* _WHAT THE TASK REQUIRES_
Below are some records. Return exactly the lines from the one containing "positive clicks: (70, 185)" through the one containing "170L110 152L82 170L0", both included, and only those.

Collected data entries
§

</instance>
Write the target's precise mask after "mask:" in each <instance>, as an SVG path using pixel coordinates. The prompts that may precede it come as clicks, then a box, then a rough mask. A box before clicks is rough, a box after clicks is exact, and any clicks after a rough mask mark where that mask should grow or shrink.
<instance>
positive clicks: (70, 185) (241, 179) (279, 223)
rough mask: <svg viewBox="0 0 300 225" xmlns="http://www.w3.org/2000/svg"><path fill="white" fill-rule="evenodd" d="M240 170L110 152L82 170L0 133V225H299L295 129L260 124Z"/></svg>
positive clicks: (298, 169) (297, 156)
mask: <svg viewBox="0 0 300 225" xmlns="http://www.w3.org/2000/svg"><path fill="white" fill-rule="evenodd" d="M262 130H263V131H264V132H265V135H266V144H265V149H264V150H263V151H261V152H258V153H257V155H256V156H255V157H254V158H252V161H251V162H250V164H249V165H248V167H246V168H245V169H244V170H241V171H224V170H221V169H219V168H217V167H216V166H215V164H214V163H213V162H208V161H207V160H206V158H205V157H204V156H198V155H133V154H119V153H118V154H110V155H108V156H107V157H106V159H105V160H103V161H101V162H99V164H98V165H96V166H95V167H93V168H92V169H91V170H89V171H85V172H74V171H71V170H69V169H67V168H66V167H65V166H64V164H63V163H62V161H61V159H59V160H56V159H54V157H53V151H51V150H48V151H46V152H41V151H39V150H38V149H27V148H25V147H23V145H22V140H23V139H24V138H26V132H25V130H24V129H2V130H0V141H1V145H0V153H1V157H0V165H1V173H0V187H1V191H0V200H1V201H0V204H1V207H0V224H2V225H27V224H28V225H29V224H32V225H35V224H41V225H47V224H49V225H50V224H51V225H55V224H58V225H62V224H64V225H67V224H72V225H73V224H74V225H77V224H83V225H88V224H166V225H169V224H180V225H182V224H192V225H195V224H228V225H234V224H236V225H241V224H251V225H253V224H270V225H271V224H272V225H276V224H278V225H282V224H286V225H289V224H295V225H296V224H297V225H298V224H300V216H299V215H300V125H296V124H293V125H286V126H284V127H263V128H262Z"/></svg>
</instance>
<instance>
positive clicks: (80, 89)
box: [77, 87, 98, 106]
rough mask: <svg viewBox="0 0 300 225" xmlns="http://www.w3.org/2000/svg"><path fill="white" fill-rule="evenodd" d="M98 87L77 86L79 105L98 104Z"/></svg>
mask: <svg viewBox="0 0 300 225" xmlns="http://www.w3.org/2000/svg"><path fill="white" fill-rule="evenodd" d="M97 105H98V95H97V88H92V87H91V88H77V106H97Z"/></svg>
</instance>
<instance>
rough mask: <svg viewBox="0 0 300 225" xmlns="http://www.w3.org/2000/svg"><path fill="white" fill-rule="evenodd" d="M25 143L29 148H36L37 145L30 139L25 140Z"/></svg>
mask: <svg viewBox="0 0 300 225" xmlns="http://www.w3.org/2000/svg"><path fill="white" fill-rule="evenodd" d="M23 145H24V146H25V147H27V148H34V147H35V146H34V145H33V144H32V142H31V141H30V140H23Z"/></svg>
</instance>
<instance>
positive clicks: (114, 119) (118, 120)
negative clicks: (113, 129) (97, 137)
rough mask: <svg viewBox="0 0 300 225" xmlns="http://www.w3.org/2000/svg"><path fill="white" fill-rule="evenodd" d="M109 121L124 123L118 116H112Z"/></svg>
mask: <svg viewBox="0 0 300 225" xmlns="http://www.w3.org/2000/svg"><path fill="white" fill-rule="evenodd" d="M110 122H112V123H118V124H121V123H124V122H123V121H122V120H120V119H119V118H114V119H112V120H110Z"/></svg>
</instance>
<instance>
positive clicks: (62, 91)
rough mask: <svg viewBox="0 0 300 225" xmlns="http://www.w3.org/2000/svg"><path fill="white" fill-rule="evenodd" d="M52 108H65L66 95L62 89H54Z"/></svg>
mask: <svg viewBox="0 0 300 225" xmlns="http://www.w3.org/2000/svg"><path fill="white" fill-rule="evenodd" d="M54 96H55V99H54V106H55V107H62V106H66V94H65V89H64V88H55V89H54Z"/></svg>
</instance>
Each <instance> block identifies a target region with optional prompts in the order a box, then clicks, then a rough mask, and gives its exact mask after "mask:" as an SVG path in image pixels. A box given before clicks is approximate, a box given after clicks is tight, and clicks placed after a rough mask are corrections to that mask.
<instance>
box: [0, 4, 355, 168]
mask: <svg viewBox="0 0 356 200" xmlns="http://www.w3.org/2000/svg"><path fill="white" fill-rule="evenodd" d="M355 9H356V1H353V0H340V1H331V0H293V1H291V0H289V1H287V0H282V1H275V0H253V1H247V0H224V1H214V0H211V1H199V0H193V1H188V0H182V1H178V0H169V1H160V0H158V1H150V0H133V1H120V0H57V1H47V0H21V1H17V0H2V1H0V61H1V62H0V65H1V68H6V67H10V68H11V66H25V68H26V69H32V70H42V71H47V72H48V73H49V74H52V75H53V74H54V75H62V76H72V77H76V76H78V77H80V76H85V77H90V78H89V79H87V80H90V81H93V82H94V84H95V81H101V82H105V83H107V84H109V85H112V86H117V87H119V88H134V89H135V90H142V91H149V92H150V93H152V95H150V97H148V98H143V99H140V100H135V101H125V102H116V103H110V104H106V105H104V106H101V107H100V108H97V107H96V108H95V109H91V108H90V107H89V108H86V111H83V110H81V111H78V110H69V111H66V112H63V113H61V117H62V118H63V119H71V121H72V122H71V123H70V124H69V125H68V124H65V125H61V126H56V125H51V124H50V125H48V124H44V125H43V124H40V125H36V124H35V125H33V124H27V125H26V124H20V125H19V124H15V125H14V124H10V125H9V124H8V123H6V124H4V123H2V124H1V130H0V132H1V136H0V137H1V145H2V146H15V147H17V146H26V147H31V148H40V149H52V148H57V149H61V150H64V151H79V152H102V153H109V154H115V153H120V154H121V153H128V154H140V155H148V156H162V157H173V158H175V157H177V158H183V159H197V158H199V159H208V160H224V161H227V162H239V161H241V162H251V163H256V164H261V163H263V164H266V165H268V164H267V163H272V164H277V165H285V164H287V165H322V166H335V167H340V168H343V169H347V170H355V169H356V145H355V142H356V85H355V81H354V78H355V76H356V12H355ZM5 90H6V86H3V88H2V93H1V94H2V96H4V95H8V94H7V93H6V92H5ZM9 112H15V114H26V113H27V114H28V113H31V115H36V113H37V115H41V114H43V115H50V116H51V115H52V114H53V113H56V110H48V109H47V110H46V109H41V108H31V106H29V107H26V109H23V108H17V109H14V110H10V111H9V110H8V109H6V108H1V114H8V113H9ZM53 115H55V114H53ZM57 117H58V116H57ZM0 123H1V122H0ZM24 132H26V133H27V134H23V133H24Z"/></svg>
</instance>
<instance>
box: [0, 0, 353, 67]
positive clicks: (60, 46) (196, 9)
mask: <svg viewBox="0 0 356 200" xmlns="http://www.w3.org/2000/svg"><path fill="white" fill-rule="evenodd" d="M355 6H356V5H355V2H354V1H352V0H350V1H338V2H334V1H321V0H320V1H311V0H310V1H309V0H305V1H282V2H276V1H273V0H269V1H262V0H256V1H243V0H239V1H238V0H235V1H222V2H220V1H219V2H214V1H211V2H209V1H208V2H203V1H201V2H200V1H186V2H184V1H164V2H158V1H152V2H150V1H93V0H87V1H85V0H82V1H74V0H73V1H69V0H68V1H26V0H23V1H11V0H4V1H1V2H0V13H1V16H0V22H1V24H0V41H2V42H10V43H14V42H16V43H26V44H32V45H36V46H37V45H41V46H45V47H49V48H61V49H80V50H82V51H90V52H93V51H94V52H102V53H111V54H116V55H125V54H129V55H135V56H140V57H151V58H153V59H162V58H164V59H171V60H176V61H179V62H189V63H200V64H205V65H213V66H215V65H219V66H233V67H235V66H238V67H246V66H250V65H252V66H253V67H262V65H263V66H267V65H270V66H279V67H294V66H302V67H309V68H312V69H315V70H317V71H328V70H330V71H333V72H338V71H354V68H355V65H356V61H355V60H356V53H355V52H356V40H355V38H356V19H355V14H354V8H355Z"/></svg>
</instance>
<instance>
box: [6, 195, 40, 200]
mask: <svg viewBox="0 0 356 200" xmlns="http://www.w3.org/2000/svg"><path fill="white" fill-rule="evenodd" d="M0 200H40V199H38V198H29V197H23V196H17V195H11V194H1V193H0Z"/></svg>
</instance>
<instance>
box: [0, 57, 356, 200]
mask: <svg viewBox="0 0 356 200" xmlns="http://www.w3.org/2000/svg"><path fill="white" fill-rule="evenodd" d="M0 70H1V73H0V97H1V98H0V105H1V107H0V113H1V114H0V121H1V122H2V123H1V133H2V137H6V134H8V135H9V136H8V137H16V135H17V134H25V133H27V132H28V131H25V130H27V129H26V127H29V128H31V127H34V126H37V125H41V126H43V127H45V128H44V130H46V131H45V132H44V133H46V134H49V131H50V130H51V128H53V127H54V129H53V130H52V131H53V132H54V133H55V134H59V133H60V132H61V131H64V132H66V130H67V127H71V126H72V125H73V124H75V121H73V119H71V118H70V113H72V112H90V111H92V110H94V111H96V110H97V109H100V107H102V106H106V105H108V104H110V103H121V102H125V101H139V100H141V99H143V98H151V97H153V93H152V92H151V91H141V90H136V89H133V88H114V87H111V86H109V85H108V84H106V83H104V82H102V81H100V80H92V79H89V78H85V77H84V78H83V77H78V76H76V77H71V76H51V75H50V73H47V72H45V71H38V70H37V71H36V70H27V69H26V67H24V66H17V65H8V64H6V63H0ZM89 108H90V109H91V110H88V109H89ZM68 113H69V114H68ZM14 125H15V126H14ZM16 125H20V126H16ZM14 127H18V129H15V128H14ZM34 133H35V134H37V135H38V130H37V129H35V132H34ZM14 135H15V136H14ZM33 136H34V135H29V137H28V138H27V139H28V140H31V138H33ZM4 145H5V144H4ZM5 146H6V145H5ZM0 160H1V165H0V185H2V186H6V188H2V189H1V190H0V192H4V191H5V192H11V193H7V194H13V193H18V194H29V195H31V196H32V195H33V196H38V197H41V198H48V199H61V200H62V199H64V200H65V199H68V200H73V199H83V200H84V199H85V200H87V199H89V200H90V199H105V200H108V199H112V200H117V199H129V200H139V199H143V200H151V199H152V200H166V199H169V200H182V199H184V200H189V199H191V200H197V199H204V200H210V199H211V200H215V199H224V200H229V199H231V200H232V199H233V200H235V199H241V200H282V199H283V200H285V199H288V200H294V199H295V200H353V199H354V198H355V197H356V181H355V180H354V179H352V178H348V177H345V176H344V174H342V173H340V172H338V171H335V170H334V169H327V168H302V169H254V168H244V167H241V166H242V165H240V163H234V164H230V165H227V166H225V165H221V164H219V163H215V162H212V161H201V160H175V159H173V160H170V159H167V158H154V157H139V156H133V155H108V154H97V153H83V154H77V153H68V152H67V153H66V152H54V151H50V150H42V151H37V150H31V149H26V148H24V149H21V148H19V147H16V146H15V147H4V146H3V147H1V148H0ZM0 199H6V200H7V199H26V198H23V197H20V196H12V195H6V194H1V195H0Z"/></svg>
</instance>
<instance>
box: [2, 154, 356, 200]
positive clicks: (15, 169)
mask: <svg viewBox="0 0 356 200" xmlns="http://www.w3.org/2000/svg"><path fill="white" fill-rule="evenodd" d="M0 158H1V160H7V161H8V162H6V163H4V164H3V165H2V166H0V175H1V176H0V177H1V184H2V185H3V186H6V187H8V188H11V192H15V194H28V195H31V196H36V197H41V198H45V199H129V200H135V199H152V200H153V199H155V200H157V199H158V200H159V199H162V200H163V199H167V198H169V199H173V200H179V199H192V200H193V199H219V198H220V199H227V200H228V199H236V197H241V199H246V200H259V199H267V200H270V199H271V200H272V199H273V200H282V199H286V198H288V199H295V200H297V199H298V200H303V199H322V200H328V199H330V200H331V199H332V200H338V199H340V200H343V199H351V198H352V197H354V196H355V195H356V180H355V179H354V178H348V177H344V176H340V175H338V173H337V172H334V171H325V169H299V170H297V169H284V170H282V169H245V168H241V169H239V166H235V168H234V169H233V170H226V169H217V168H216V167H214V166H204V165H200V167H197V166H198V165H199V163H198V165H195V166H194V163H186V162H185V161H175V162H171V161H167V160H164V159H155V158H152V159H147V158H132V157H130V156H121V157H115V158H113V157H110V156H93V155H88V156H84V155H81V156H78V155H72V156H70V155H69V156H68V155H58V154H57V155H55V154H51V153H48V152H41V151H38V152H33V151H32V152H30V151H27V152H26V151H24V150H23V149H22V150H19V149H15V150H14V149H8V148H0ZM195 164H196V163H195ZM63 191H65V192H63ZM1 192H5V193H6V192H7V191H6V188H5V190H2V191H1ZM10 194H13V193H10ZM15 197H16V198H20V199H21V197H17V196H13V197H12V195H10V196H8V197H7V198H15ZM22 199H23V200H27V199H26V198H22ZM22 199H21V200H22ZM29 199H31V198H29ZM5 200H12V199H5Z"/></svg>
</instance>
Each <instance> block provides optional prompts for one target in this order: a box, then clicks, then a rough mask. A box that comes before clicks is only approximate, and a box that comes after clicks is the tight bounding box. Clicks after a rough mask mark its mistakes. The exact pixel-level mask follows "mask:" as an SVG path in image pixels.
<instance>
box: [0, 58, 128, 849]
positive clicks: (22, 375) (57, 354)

§

* _ANSWER SECTION_
positive clicks: (70, 185) (241, 179) (279, 223)
rough mask: <svg viewBox="0 0 300 225" xmlns="http://www.w3.org/2000/svg"><path fill="white" fill-rule="evenodd" d="M240 170L110 152L82 170L0 133V225H299L295 129L260 124Z"/></svg>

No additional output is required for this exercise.